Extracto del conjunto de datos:
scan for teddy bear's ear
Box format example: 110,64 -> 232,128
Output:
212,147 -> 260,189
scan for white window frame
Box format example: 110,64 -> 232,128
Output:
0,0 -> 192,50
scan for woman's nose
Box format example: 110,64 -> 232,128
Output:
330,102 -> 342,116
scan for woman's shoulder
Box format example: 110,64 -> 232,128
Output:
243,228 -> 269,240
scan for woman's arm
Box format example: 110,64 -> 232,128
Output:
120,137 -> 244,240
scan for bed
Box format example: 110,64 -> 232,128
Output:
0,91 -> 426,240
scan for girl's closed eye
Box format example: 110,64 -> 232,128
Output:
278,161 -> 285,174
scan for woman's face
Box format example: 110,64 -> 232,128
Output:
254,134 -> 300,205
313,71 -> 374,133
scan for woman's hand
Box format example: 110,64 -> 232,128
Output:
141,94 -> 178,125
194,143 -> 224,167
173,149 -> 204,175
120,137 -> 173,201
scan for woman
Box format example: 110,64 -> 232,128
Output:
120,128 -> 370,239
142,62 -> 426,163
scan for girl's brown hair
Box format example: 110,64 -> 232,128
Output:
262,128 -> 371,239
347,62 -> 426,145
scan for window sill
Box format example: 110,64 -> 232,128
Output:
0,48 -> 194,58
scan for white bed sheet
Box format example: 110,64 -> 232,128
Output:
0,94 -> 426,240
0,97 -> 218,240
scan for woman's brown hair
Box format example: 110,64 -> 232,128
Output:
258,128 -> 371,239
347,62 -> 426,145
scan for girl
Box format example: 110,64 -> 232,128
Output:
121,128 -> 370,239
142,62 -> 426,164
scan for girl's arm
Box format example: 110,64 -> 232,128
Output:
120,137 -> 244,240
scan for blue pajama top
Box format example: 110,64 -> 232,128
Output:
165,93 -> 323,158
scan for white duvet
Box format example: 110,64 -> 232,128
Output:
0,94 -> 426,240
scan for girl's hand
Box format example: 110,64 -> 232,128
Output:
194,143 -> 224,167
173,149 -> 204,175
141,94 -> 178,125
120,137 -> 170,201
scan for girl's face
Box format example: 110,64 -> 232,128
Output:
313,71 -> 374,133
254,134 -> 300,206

Tu objetivo:
Imprime todas las filas del extracto de arriba sin alterar ningún carácter.

Respuesta a la tarea:
scan for teddy bear's ear
Box format example: 110,64 -> 232,128
Output:
212,147 -> 260,189
scan for white window frame
Box format example: 110,64 -> 232,128
Output:
0,0 -> 192,50
scan for woman's nose
Box format example: 110,64 -> 232,128
Output:
330,102 -> 342,116
scan for woman's shoulder
Box format example: 110,64 -> 232,128
Output:
243,228 -> 269,240
scan for woman's arm
Box format example: 110,64 -> 232,128
Output:
120,137 -> 244,240
scan for bed
Box format example: 110,64 -> 232,128
Output:
0,91 -> 426,240
scan for girl's closed eye
Box format example: 110,64 -> 232,128
Output:
278,161 -> 285,174
scan for woman's face
Box format example: 110,64 -> 232,128
Output:
254,134 -> 300,205
313,71 -> 374,133
scan for woman's hand
Box format example: 110,64 -> 232,128
Output:
141,94 -> 178,125
194,143 -> 224,167
173,149 -> 204,175
120,137 -> 173,201
scan for woman
Box format example: 110,64 -> 232,128
Output:
120,128 -> 370,239
142,62 -> 426,163
scan for girl's brown hair
Box format example: 110,64 -> 232,128
Output:
262,128 -> 371,239
347,62 -> 426,145
scan for window sill
Box format example: 110,64 -> 232,128
Output:
0,48 -> 194,58
scan for white bed sheet
Box format example: 110,64 -> 232,128
Output:
0,94 -> 426,240
0,97 -> 218,240
scan for woman's brown hair
Box format example: 110,64 -> 232,128
Output:
258,128 -> 371,239
347,62 -> 426,145
scan for girl
Box format example: 110,64 -> 232,128
Output:
121,128 -> 370,239
142,62 -> 426,164
scan for girl's arm
Box format example: 110,64 -> 232,128
Output:
120,137 -> 244,240
scan for blue pajama top
Box format example: 110,64 -> 232,128
Output:
165,93 -> 323,158
scan for white duvet
Box format example: 110,64 -> 232,128
Output:
0,94 -> 426,240
scan for girl's hand
Box format example: 110,64 -> 232,128
Output:
194,143 -> 224,167
173,149 -> 204,175
141,94 -> 178,125
120,137 -> 170,201
scan for girl's face
Box format example: 110,64 -> 232,128
Output:
313,71 -> 374,133
254,134 -> 300,206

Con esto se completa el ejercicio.